Start of Source material

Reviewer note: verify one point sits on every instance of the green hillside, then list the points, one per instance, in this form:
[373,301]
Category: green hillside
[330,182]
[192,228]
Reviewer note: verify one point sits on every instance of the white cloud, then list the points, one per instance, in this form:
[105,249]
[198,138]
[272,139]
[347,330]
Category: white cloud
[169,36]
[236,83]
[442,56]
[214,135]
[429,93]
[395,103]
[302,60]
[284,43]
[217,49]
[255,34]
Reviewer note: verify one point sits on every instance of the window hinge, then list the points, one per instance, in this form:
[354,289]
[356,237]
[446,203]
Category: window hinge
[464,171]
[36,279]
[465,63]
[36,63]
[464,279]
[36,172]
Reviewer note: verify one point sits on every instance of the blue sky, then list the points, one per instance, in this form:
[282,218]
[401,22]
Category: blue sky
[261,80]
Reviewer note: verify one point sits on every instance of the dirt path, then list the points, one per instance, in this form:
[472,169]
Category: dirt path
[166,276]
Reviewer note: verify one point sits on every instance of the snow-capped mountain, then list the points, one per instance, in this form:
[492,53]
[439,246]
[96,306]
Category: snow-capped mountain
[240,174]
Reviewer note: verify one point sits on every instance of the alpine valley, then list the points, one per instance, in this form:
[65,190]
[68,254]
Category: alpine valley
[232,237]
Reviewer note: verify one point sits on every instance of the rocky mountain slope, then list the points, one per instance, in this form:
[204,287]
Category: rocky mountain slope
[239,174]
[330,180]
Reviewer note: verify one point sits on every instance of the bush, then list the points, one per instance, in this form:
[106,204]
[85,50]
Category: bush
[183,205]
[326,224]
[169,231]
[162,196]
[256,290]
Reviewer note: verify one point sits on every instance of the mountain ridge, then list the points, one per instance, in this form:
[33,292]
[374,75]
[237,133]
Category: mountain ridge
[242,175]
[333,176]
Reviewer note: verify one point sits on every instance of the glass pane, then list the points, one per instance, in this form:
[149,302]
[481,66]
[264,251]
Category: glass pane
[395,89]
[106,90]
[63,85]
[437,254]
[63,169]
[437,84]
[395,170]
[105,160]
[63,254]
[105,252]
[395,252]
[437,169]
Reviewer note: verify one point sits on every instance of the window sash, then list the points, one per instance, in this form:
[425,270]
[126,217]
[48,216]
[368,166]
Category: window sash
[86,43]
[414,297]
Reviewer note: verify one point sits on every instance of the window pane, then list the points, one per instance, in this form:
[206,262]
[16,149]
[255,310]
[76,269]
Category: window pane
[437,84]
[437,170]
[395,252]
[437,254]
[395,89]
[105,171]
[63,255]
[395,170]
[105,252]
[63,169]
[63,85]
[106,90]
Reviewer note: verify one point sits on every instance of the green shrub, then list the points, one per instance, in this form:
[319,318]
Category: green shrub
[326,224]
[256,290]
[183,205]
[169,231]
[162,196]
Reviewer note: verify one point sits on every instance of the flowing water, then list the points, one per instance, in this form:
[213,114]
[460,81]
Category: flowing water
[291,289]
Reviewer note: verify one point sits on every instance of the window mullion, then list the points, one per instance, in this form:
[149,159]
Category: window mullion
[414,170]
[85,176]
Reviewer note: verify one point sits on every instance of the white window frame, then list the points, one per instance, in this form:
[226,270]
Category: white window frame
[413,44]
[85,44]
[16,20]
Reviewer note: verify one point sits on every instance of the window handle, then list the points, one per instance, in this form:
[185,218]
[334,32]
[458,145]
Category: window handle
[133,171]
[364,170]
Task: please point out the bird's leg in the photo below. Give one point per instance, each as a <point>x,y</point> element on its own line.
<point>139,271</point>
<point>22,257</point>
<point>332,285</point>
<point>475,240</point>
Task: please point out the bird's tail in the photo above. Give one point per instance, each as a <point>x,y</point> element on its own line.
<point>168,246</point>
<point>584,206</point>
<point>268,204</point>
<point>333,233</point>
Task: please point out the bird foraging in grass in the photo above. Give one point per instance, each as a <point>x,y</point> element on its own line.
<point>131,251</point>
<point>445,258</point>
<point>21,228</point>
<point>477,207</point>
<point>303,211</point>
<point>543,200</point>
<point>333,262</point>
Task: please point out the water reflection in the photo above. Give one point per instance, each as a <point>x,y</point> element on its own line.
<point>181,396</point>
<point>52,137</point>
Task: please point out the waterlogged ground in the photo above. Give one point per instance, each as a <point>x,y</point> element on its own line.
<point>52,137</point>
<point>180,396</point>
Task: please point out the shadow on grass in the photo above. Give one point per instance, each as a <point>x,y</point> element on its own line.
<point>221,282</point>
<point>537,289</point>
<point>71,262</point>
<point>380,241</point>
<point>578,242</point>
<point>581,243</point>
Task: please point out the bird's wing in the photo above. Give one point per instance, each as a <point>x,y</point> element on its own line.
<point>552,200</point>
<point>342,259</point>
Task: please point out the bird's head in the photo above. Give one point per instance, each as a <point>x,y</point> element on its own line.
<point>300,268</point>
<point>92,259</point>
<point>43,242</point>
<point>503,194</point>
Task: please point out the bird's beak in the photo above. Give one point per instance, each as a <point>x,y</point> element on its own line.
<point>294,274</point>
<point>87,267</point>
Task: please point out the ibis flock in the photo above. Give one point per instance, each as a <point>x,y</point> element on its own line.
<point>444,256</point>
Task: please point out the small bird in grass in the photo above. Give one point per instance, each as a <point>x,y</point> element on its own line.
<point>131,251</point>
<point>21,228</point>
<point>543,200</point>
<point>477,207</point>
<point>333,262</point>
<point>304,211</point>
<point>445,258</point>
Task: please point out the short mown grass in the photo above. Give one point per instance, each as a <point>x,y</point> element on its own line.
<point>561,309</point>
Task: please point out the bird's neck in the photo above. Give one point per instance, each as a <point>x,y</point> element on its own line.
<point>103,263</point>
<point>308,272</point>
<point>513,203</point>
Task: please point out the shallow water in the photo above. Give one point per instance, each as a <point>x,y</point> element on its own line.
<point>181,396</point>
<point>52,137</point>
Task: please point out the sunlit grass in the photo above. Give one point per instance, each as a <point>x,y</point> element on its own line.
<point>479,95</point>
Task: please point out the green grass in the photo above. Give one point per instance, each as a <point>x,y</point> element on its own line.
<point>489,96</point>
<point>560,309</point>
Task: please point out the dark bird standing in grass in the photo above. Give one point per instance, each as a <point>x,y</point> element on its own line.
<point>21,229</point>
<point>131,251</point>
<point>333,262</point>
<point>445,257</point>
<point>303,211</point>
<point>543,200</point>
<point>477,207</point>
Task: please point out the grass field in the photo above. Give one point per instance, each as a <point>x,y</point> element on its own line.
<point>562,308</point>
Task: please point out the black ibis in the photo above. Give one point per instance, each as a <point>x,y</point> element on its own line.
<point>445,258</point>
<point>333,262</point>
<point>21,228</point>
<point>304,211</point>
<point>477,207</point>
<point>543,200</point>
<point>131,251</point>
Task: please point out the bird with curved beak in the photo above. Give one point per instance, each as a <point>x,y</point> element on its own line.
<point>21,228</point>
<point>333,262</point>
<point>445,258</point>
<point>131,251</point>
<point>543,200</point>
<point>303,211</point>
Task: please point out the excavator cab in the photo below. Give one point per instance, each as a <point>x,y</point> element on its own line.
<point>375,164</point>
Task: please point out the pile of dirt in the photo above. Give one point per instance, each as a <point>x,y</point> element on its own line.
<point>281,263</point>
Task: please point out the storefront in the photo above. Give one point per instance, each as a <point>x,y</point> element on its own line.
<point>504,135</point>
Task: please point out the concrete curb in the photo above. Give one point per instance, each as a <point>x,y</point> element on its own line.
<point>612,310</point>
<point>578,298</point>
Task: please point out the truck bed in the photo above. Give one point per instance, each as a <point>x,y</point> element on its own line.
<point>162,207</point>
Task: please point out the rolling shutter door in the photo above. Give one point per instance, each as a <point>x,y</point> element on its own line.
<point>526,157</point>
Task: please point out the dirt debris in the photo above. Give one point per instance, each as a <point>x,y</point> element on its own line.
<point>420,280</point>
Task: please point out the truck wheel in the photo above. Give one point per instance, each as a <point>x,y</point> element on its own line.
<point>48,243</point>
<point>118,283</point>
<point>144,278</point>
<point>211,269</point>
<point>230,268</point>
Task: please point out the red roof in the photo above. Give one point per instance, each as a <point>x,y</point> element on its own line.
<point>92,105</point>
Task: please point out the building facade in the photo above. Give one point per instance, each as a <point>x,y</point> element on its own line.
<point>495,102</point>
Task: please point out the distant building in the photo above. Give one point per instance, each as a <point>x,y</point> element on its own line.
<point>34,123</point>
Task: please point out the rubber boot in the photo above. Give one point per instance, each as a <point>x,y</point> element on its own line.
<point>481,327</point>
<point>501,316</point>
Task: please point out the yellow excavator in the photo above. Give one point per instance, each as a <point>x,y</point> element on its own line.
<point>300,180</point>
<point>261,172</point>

End of Source material
Start of Source material

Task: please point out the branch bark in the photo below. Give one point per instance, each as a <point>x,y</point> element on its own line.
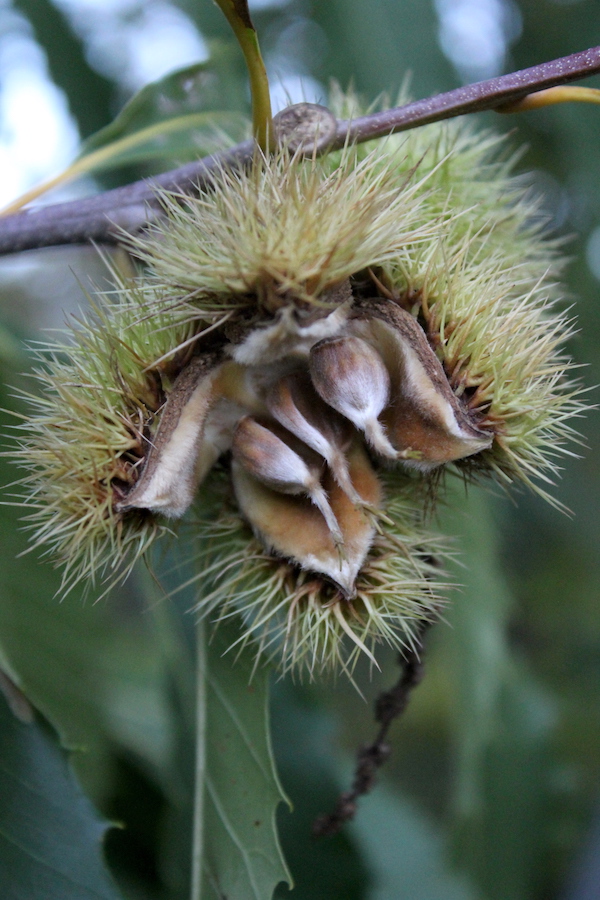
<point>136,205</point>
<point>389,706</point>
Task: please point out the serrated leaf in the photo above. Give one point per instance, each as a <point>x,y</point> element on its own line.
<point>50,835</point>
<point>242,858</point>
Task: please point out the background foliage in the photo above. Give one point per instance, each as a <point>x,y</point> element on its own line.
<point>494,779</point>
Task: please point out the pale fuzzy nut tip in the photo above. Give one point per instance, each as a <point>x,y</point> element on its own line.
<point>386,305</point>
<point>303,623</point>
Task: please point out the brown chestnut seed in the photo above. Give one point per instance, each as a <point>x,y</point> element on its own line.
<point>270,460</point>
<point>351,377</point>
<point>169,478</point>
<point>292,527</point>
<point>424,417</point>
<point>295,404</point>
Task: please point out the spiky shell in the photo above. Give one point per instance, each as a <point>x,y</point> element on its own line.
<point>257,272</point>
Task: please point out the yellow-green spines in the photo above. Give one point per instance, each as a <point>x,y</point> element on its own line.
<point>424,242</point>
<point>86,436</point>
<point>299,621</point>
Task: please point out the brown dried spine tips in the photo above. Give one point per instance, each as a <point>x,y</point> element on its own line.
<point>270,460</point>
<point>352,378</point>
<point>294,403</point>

End of Source material
Start of Source material

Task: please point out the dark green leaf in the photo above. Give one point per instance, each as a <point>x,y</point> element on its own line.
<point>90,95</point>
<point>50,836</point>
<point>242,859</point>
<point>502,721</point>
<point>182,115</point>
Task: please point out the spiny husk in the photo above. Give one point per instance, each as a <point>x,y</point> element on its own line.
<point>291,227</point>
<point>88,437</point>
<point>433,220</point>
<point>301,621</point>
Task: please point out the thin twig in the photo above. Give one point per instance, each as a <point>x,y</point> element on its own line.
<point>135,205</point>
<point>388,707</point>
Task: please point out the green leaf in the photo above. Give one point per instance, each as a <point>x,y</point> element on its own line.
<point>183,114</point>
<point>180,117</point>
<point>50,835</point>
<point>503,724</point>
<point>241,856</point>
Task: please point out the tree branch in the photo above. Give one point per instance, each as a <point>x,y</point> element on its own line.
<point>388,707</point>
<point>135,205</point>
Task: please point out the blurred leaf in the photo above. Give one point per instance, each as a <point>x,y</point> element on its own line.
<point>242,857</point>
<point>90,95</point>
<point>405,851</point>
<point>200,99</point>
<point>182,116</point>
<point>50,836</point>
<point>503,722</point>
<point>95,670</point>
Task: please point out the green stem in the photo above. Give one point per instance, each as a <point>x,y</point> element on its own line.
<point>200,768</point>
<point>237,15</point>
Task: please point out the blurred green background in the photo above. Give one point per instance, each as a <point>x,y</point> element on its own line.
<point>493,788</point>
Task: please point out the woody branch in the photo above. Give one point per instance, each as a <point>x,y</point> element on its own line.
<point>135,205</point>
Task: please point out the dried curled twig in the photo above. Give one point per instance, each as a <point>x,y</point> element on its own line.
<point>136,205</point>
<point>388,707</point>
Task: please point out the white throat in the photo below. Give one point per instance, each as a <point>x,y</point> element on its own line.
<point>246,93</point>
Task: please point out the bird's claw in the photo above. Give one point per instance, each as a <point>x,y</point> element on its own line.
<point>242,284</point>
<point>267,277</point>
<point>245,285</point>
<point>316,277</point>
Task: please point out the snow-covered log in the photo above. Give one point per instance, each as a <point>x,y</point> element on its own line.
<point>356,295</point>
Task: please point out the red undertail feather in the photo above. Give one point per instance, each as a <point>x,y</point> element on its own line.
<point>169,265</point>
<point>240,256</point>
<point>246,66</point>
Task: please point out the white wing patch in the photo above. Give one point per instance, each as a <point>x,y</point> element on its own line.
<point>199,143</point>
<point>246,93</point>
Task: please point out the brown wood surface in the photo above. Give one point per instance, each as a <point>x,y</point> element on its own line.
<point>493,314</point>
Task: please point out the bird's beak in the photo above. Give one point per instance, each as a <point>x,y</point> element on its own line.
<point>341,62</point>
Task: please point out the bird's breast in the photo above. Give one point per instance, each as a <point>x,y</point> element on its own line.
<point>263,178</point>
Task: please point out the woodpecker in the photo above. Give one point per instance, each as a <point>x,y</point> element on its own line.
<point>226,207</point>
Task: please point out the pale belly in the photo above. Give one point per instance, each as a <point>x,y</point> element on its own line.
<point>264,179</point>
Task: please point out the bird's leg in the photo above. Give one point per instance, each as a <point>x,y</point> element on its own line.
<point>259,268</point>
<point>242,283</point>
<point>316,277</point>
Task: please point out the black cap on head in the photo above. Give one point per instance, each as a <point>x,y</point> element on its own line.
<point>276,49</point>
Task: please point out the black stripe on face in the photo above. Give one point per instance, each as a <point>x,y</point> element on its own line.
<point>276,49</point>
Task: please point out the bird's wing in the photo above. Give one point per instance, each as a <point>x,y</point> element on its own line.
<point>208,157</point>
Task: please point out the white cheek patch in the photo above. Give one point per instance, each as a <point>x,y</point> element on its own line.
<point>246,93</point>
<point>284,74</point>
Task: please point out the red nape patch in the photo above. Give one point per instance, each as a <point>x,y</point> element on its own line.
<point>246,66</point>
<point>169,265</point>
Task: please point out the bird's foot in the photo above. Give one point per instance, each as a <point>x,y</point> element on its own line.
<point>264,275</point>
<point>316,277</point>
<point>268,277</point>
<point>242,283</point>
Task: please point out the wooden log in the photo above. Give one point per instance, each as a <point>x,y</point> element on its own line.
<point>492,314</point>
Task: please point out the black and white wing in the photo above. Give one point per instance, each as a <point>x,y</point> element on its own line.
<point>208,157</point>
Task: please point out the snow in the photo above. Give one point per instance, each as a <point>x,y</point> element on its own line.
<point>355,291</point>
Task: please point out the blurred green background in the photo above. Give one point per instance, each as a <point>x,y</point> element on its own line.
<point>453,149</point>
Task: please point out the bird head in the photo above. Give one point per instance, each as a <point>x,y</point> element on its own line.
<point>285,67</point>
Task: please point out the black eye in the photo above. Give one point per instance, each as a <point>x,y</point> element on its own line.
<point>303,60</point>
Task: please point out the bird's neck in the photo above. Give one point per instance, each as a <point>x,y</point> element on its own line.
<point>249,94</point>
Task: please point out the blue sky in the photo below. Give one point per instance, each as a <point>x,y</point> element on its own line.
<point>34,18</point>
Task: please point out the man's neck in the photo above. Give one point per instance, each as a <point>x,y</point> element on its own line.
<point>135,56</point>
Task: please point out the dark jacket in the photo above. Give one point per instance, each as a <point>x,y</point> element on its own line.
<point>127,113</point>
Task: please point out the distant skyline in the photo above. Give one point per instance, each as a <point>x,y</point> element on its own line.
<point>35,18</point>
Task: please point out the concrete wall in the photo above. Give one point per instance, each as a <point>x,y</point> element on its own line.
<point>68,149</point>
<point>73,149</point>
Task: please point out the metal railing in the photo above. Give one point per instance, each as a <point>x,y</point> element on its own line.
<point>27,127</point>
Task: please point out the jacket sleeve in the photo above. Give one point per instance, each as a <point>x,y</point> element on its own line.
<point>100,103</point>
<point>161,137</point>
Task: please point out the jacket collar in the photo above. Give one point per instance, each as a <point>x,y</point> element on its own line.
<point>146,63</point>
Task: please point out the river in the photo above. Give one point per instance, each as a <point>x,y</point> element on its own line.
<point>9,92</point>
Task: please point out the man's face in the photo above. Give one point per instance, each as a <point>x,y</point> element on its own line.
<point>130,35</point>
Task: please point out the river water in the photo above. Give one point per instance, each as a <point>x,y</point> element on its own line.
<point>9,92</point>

End of Source material

Directions
Using the records above, copy word for word the line with "green hillside, then", the line with "window hinge, then", and every line between them.

Reply to the exercise
Reviewer note: verify one point sits on every instance of the green hillside, then list the points, one per instance, in this form:
[373,301]
Category: green hillside
[330,182]
[192,228]
Reviewer note: verify one point sits on every instance of the white cloud, then list the points, one per instance, in this form:
[105,249]
[198,138]
[272,139]
[347,330]
Category: white cloud
[169,36]
[236,83]
[442,56]
[214,135]
[429,93]
[395,103]
[302,60]
[284,43]
[217,49]
[255,34]
Reviewer note: verify one point sits on every instance of the window hinge, then list the points, one per instance, in this form:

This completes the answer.